▶ _Document text_

* * *

# adding substrate, MADNESS!



## Ford101 (Jun 11, 2010)

i am adding fluorite and mixing it with my gravel. i rinsed the fluoride 6 times but is still turning my water brown, that and disturbing the gravel is kicking up A LOT of debis. its so cloudy i cant see more then 4 inches in. i am scared for my fish. what do i do?


----------



## NursePlaty (Feb 5, 2010)

*Flourite requires a LOT of rinsing before adding to an aquarium. I havent had experience with flourite so I cant say if it will harm the fish or not. I THINK it wont harm them. *


----------



## Ford101 (Jun 11, 2010)

any ways to quickly reduce cloudiness? i am trying to finish the tank but cant even see. will water clarifier help?


----------



## jrman83 (Jul 9, 2010)

Madness...LOL.

I would have removed the fish. I would think it would clear in a couple of hours.


----------



## bikie8 (Jun 10, 2010)

I went through the same thing with flourite. I did use seachems clarifier, but it still took awhile. Patience is key. Since you cant see anything in there, you will need to readjust things once it clears which will of course cloud it up again. Also there was a lot of debris on all of my plants when I was done. My fish did ok with the whole deal(it was months ago).
On a positive note, the flourite looks great now and my plants really love it and are growing well


----------



## snail (Aug 6, 2010)

Ford101 said:


> disturbing the gravel is kicking up A LOT of debis.


Was the gravel dirty before getting disturbed also or is all from the flourite?


----------

* * *

▶ _Data segment_
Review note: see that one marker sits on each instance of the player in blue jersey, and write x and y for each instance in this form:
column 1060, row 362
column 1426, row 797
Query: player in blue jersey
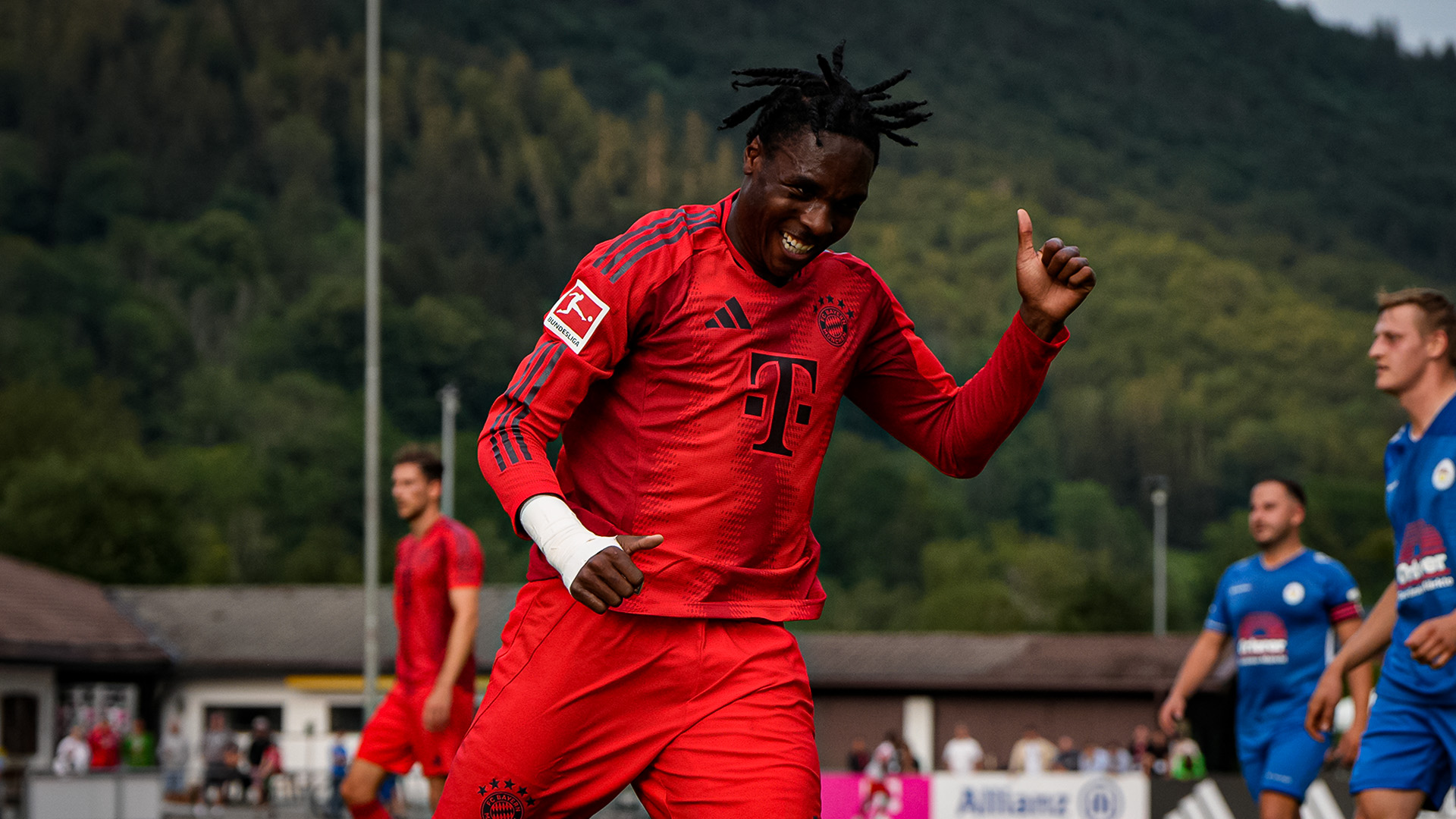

* * *

▶ _What you need to do_
Reproduce everything in the substrate thread from "## snail (Aug" down to "from the flourite?".

▶ _Solution for this problem_
## snail (Aug 6, 2010)

Ford101 said:


> disturbing the gravel is kicking up A LOT of debis.


Was the gravel dirty before getting disturbed also or is all from the flourite?